Passage shown
--- Start ---

How Jesus Speaks to Us My Mom died.  Why in the middle of this sadness do I find I'm closer to God? http://cf.ltkcdn.net/dying/images/slide/74586-640x426-headstone1.jpg
My Mom died. Why in the middle of this sadness do I find I'm closer to God?

On March 3, my mother died. It rocked me. This woman who raised me from an infant; who poured herself into the care and formation of her four children... was no longer on this world. We each need a mother. I no longer had mine.

For many days prior to her passing and many days after her passing, I found myself overwhelmed by the quickly rising waters of sadness. On three occasions, I broke down while other people were present. Once it was in the middle of church. (I think it embarrassed my wife, who simultaneously put her arm on me to show her support).

I could keep the sadness at bay a number of ways: By working to increase her comfort in her final days; by working to arrange the funeral with my siblings immediately after she passed; by working on cleaning the decades of accumulated flotsam out of her house while all of us were still in town; by eating more; by sleeping when I couldn't get mental relief; by trying to have some laughs with friends about nonsense. But none of these controlled the sadness for long. Before long it found a new way in.

Why in the middle of this sadness do I find I'm closer to God? Isn't my belief in God grounded in the idea that he will remove all sadness, and will replace it with a mindless sickeningly sweet joy? No. I've gotten to know Him now for a few decades, and I know Him better with each passing year and with each passing difficulty and success.

--- End ---

Dataset excerpts

--- Start ---

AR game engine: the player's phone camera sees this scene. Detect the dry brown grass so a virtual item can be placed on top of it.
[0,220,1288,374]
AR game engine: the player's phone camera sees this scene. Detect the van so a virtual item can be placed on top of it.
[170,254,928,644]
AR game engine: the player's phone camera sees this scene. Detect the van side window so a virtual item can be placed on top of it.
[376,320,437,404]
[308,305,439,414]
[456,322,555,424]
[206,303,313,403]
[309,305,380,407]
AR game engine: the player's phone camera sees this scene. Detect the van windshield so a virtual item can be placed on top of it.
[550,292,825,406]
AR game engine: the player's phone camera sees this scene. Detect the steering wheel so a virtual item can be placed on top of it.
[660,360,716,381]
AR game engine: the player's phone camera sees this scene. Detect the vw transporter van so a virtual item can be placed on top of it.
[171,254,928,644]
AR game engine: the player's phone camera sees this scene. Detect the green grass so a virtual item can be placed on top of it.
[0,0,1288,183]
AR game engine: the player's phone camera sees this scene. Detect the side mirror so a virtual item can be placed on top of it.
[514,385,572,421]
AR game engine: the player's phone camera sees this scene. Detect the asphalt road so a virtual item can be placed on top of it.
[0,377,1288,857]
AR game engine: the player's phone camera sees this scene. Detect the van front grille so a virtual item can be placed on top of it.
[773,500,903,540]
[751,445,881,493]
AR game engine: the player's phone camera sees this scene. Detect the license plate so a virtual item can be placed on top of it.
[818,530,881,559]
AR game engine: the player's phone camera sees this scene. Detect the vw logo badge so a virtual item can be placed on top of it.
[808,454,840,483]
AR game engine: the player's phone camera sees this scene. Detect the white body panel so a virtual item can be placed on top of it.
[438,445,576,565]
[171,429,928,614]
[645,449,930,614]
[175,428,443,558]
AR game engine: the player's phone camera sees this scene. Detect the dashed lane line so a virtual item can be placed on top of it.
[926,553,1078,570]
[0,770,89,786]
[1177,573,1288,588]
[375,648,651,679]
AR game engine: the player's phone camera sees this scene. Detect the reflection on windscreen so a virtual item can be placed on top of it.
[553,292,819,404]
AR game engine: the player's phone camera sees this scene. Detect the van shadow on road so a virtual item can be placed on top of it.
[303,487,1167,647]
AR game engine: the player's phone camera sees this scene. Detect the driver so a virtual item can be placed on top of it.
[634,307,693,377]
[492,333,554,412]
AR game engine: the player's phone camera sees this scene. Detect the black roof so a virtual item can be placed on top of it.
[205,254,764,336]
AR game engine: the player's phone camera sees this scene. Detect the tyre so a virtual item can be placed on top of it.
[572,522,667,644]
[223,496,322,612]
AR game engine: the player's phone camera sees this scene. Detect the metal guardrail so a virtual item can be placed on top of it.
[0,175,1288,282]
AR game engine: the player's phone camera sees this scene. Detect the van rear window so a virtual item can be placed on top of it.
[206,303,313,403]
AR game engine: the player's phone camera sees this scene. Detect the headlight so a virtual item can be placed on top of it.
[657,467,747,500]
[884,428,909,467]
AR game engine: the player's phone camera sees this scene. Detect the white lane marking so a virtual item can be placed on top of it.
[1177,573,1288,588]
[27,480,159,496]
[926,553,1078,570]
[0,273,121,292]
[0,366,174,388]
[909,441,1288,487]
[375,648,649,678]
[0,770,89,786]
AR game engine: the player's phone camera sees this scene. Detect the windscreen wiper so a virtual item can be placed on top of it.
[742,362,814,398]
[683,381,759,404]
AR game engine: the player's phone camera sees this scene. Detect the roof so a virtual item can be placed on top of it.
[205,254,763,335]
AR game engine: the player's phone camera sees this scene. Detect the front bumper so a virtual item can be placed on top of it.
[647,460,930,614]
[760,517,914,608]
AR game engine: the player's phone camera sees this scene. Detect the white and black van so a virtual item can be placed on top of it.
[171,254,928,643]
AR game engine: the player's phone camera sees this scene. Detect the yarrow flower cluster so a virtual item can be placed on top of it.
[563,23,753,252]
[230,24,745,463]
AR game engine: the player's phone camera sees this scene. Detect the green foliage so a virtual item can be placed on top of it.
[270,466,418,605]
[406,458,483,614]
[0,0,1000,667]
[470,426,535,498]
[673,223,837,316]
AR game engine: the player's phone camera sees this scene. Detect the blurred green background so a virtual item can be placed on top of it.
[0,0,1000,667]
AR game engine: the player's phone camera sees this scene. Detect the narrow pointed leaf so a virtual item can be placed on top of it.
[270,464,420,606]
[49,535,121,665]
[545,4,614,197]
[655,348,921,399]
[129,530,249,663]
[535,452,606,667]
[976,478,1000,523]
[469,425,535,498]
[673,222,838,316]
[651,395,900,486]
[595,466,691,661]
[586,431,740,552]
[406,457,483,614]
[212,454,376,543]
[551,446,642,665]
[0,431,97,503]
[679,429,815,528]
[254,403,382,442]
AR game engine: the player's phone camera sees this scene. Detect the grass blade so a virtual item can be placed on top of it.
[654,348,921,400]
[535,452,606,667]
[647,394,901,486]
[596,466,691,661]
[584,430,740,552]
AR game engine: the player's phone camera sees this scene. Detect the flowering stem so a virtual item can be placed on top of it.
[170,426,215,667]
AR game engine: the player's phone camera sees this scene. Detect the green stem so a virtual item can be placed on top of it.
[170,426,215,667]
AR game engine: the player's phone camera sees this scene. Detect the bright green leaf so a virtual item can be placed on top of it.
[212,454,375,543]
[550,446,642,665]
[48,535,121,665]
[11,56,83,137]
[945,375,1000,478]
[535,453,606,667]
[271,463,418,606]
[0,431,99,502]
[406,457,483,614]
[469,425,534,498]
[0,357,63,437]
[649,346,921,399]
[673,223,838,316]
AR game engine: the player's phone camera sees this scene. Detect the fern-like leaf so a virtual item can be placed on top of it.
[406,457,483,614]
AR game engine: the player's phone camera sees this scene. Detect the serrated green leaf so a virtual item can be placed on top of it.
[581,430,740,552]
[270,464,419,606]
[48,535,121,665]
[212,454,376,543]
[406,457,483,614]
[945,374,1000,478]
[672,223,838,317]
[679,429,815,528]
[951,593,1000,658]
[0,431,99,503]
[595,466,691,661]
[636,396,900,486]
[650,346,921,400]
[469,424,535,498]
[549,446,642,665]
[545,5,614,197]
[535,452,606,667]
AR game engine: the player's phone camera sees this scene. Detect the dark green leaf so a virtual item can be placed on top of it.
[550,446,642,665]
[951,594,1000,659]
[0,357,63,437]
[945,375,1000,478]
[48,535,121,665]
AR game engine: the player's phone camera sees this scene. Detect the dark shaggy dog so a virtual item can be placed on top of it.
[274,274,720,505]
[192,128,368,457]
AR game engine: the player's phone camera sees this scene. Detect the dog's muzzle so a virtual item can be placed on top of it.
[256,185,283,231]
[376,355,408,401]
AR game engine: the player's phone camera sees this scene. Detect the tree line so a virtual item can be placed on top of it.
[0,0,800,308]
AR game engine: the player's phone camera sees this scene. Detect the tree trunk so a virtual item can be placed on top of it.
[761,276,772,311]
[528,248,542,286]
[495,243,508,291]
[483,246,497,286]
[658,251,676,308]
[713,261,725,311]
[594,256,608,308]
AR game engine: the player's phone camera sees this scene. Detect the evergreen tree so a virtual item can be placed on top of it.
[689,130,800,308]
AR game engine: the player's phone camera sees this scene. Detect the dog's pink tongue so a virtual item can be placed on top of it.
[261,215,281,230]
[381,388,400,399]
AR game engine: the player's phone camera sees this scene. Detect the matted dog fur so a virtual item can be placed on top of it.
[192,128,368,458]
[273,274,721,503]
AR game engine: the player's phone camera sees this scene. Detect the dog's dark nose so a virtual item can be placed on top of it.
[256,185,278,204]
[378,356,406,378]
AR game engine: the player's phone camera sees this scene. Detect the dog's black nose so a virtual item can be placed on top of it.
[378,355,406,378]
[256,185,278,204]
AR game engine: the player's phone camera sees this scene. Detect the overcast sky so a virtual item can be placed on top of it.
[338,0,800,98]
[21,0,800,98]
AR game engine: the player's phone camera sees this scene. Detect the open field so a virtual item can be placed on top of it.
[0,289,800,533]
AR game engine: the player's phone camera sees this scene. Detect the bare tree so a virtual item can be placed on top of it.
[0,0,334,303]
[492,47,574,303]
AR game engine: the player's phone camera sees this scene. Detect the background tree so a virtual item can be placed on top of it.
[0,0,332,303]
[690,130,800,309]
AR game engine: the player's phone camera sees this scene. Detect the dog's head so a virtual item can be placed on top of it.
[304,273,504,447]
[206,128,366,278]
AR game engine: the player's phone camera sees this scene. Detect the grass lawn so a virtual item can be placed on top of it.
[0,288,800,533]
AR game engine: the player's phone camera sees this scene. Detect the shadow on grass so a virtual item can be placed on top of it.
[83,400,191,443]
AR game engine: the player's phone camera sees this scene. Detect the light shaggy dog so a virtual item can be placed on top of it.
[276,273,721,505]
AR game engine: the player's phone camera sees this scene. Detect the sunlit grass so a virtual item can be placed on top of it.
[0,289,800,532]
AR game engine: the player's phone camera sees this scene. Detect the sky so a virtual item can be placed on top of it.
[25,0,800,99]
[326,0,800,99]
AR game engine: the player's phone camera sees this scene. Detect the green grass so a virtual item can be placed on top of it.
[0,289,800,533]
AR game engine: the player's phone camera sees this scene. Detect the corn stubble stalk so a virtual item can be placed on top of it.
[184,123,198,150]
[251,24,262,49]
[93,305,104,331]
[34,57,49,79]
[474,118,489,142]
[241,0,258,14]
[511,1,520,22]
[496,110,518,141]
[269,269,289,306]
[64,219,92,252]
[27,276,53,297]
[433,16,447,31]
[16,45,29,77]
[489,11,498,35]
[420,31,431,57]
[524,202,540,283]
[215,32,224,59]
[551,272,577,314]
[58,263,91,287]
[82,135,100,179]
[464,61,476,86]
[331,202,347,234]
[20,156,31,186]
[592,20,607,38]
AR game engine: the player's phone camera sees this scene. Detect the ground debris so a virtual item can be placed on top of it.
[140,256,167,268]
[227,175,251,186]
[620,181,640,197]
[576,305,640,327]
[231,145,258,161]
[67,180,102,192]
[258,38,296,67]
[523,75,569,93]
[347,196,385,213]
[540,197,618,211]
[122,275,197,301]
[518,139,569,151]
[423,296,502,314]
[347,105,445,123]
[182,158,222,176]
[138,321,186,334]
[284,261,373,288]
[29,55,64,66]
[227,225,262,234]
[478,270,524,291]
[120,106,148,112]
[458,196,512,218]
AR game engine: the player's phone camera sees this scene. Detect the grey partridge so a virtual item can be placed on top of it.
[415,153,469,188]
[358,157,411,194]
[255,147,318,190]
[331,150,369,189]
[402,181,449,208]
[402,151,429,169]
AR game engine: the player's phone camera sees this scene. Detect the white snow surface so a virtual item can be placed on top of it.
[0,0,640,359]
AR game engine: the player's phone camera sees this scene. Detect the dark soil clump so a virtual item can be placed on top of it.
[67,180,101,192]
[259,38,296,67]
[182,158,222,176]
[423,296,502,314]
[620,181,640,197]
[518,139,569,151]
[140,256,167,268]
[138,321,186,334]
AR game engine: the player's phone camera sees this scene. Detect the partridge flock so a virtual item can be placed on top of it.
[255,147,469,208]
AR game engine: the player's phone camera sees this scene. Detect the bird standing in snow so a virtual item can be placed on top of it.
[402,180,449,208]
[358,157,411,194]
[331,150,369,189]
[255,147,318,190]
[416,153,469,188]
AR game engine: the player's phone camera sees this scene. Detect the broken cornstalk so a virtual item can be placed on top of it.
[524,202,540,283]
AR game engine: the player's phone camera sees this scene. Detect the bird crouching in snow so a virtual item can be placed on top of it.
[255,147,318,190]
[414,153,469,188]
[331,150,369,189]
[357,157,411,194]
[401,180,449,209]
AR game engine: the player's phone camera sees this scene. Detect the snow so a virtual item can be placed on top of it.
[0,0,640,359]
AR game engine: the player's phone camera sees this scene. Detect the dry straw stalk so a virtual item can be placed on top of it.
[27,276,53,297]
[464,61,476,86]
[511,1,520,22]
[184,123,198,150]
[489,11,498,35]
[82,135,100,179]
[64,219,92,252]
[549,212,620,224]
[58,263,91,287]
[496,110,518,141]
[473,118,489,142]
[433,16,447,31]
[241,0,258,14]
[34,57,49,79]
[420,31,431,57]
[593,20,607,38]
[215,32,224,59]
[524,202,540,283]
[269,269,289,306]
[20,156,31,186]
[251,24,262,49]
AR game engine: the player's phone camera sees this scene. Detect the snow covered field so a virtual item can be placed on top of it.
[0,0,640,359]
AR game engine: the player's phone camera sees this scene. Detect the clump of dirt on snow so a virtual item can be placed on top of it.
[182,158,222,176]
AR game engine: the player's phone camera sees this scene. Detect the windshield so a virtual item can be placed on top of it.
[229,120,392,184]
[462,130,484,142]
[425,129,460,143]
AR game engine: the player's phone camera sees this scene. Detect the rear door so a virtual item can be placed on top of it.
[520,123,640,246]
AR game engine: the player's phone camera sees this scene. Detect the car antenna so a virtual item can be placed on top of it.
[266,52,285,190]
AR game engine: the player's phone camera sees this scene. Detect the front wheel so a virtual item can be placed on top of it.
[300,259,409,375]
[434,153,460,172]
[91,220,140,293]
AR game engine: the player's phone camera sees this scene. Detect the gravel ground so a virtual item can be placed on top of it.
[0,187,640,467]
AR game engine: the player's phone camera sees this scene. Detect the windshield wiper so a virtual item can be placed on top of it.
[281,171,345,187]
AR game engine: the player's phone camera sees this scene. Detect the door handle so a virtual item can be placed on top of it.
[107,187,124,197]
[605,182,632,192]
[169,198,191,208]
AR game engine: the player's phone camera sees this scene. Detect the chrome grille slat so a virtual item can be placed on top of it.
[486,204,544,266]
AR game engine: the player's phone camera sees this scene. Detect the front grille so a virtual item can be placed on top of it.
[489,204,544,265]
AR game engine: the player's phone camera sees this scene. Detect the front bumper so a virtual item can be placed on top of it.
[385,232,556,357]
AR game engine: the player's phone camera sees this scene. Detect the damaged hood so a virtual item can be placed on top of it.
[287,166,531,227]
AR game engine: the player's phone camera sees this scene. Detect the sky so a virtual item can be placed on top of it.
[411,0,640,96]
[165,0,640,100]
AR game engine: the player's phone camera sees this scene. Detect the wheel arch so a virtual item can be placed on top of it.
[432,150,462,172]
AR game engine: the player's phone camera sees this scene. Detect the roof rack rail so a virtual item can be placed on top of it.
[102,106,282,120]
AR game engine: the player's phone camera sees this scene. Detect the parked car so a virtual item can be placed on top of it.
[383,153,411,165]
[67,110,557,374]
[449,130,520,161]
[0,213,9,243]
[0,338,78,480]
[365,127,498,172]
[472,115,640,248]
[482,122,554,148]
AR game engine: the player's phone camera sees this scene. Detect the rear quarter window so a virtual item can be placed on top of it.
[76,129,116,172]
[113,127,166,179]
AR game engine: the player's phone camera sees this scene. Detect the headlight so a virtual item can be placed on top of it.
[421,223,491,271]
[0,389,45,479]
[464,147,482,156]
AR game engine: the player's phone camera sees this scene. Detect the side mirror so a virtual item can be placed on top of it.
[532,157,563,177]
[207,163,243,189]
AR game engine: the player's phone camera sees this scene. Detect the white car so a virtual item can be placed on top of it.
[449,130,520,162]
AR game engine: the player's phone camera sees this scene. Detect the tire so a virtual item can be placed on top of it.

--- End ---

Parts of the exercise
A – Reproduce the part of the essay on grief starting at "For many days" and ending at "show her support).".
B – Answer these questions using the essay on grief.
(i) On what date did the writer's mother die?
(ii) How many children did she care for and raise?
(iii) On how many occasions did the writer break down while other people were present?
C – Carry the essay on grief forward from its last sentence with the next part.
The material above is separate from the essay on grief.

Answers to the problems
A –
For many days prior to her passing and many days after her passing, I found myself overwhelmed by the quickly rising waters of sadness. On three occasions, I broke down while other people were present. Once it was in the middle of church. (I think it embarrassed my wife, who simultaneously put her arm on me to show her support).

B –
(i) March 3
(ii) Four
(iii) Three

C –
I find that my relationship with him is like a ratchet on a come-along (that manly device the helps you muscle a stump out of the ground or a car out of a ditch, using leverage and a strong, saw-toothed wheel that only allows a cable to move in one direction and not slip back). In good times, when I recognize the very real influence He has had on a situation, I thank Him for his goodness. The surprise is that in bad times, which are inevitable for all people, when I recognize His very real presence, I thank Him for standing alongside me and helping me to bear it.

(In the next two stories I'll describe two such situations so you can see what I mean.  See "Orchestra Conductor" and "When is a Coincidence Not a Coincidence?")

Today when I came home from work at Ford, I was completely out of sorts. I felt overwhelmed and beat up from all the events of the last two weeks and the knowledge that whether I'm ready or not, I'm back in the game at full steam again. My mind jumped between the various methods I could use to find some relief (ended up eating dinner with my family and just napping for two hours). But still, no relief.

So I picked up the 'little black book' that is offered free to members of my church and other local churches during the time of Lent. I started to feel that peace flow back. When I got to the daily reading that matched the date of my mother's death (March 3), it said, "Remember that you are dust and to dust you shall return".

The 'coincidence' of that timing did not escape me. I felt (as is true so many times) that the Lord was speaking to me. He was saying to me "this is part of a large plan that I understand, that you cannot yet understand, but if you continue to trust me, you will live your whole life with a feeling of peace that all is well; all things have their place."

Ratchet closer.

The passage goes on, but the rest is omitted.